++++ SUPPLIED MATERIAL ++++

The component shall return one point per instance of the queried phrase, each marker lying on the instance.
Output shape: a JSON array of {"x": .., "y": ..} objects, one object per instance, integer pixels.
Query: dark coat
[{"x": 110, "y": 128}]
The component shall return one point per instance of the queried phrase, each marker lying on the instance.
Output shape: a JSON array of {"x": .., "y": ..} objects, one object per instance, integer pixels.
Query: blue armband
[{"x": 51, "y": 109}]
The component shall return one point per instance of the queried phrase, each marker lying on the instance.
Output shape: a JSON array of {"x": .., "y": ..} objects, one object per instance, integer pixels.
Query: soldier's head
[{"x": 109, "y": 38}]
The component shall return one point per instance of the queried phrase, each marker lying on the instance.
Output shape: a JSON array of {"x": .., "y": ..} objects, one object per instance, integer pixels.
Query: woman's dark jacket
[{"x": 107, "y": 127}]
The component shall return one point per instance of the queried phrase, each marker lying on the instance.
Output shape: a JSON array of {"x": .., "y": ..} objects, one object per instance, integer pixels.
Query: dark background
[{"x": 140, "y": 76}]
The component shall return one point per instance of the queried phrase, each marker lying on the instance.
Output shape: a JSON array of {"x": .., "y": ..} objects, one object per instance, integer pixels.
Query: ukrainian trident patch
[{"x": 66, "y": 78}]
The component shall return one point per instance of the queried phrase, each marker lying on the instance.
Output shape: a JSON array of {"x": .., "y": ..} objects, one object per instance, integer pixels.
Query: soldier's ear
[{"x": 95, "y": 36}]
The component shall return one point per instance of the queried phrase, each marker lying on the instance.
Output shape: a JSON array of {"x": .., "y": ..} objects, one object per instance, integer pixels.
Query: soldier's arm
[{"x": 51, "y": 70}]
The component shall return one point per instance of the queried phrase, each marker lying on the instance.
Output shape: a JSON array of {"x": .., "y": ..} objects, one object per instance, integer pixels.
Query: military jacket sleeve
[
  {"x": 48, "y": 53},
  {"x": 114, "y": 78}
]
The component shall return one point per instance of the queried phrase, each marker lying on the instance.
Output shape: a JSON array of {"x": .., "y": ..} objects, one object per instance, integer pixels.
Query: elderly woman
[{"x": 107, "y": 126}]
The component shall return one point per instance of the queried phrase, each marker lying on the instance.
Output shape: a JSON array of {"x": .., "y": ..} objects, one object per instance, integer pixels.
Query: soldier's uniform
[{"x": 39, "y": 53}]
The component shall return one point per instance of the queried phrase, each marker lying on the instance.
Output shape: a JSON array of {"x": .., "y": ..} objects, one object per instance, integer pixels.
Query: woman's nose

++++

### [GIVEN INSTRUCTION]
Copy down the material exactly as written.

### [FULL OUTPUT]
The component shall return one point per instance of the queried phrase, each marker lying on the instance.
Output shape: a JSON array of {"x": .., "y": ..} objects, one object per instance, integer pixels.
Query: dark coat
[{"x": 110, "y": 128}]
The component shall return one point per instance of the queried phrase, each marker lying on the instance.
Output shape: a JSON array of {"x": .., "y": ..} objects, one object per instance, integer pixels.
Query: blue armband
[{"x": 51, "y": 109}]
The component shall return one point per instance of the queried phrase, each marker lying on the instance.
Output shape: a JSON array of {"x": .., "y": ..} objects, one object per instance, integer pixels.
Query: soldier's head
[{"x": 109, "y": 38}]
The component shall return one point per instance of the queried phrase, each marker lying on the instance.
Output shape: a JSON array of {"x": .., "y": ..} objects, one object per instance, integer pixels.
Query: woman's dark jacket
[{"x": 107, "y": 127}]
The component shall return one point per instance of the queried phrase, each marker lying on the instance.
Output shape: a JSON array of {"x": .., "y": ..} objects, one object per instance, integer pixels.
Query: dark background
[{"x": 140, "y": 76}]
The component shall return one point per instance of the queried phrase, each marker lying on the instance.
Output shape: a JSON array of {"x": .., "y": ..} objects, one object per instance, integer pixels.
Query: ukrainian trident patch
[{"x": 66, "y": 78}]
The component shall return one point per instance of the queried phrase, each marker lying on the instance.
Output shape: a JSON array of {"x": .., "y": ..} objects, one object per instance, integer pixels.
Query: soldier's ear
[{"x": 95, "y": 36}]
The component shall return one point per instance of the queried phrase, each marker lying on the instance.
Output shape: a JSON array of {"x": .., "y": ..} objects, one object per instance, integer pixels.
Query: soldier's arm
[{"x": 51, "y": 70}]
The component shall return one point per instance of the queried phrase, each marker lying on the instance.
Output shape: a JSON array of {"x": .., "y": ..} objects, one object per instance, integer pixels.
Query: military jacket sleeve
[
  {"x": 48, "y": 53},
  {"x": 114, "y": 78}
]
The component shall return one point per instance of the queried phrase, each marker lying on the instance.
Output shape: a JSON array of {"x": .., "y": ..} objects, one object per instance, integer pixels.
Query: elderly woman
[{"x": 107, "y": 126}]
The component shall return one point per instance of the queried phrase, each marker lying on the instance.
Output shape: a JSON array of {"x": .., "y": ..} objects, one object per instance, integer pixels.
Query: soldier's uniform
[{"x": 39, "y": 53}]
The component shall return one point per instance of the queried phrase, each marker lying on the instance.
Output shape: a JSON array of {"x": .., "y": ..} objects, one object per instance, integer pixels.
Query: woman's nose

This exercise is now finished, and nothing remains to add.